* [What the task asks] Reproduce the open letter below word for word, from its title to its final line.

* [Reading text]
-- begin --

An open letter to my Redeemer
It would be amiss not to begin my
correspondence with thanks-giving. Thank you Lord Jesus for laying your life
down and rescuing me from such destruction; I would love to believe that I have
not taken your sacrifice as a small feat, in fact you had the entire world,
both the known world and the unseen realm where Satan and his renegades live
causing havoc up against you and even those closest to you at times didn’t really
understand what was going on; most of the time in fact! You had come to live
and then died for sin.
As I look back over time I have been
haphazard with my application and the call on my life. We are taught very clear
from scripture that you will know a tree by its fruits. A man often says one
thing whilst doing another as hypocrisy plays its part. Thank you Father God
for reminding me of the price paid for my salvation. It cost the Lord Jesus having to leave the
portals of heaven. He bled and died for me! Why do I at times so haphazardly
draw away and find myself sitting in the pigs pen of unbelief, forgive me! Old
patterns of habits unfortunately still play their part and when broken down it is
nothing more than the sin of unbelief. How I long for the day when I will be
like Him with every one of my considerations.
In spite of so many grappling with
their old natures in one form or another, the thought of your liberation is
almost a fairytale to my intellect but I know it to be true. There is such
beauty in your cruel sacrifice; it has freed me from certain destruction and
eternal damnation. It has given the Christian true hope. To find myself amongst
that number gives me such an overwhelming awareness of absolute bliss that I am
almost left speechless. But I will not be silent! I will sing of the mercies of
the Lord forever and I will shout from the mountaintops when it comes to your love
my heavenly Father. Jesus Christ my Lord has rescued me by laying down His life
upon that cruel Roman hill, Golgotha is its name. “Jesus in my place”! Can you
hear the cry O sluggard, Jesus has died for you, what will you do with His
sacrifice?

-- end --

* [Given records]
-- begin --

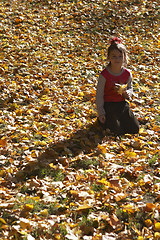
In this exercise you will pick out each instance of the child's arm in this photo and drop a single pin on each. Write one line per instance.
(129, 90)
(100, 95)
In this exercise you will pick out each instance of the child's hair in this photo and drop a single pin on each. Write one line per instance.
(116, 43)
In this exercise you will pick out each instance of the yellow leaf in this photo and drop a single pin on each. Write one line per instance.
(80, 94)
(83, 208)
(130, 154)
(157, 235)
(44, 213)
(24, 223)
(3, 142)
(140, 238)
(2, 221)
(157, 226)
(28, 207)
(148, 222)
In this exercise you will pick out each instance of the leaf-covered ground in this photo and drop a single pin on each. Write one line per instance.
(61, 177)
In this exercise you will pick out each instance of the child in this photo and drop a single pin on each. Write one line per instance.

-- end --

* [Reply to the task]
An open letter to my Redeemer
It would be amiss not to begin my
correspondence with thanks-giving. Thank you Lord Jesus for laying your life
down and rescuing me from such destruction; I would love to believe that I have
not taken your sacrifice as a small feat, in fact you had the entire world,
both the known world and the unseen realm where Satan and his renegades live
causing havoc up against you and even those closest to you at times didn’t really
understand what was going on; most of the time in fact! You had come to live
and then died for sin.
As I look back over time I have been
haphazard with my application and the call on my life. We are taught very clear
from scripture that you will know a tree by its fruits. A man often says one
thing whilst doing another as hypocrisy plays its part. Thank you Father God
for reminding me of the price paid for my salvation. It cost the Lord Jesus having to leave the
portals of heaven. He bled and died for me! Why do I at times so haphazardly
draw away and find myself sitting in the pigs pen of unbelief, forgive me! Old
patterns of habits unfortunately still play their part and when broken down it is
nothing more than the sin of unbelief. How I long for the day when I will be
like Him with every one of my considerations.
In spite of so many grappling with
their old natures in one form or another, the thought of your liberation is
almost a fairytale to my intellect but I know it to be true. There is such
beauty in your cruel sacrifice; it has freed me from certain destruction and
eternal damnation. It has given the Christian true hope. To find myself amongst
that number gives me such an overwhelming awareness of absolute bliss that I am
almost left speechless. But I will not be silent! I will sing of the mercies of
the Lord forever and I will shout from the mountaintops when it comes to your love
my heavenly Father. Jesus Christ my Lord has rescued me by laying down His life
upon that cruel Roman hill, Golgotha is its name. “Jesus in my place”! Can you
hear the cry O sluggard, Jesus has died for you, what will you do with His
sacrifice?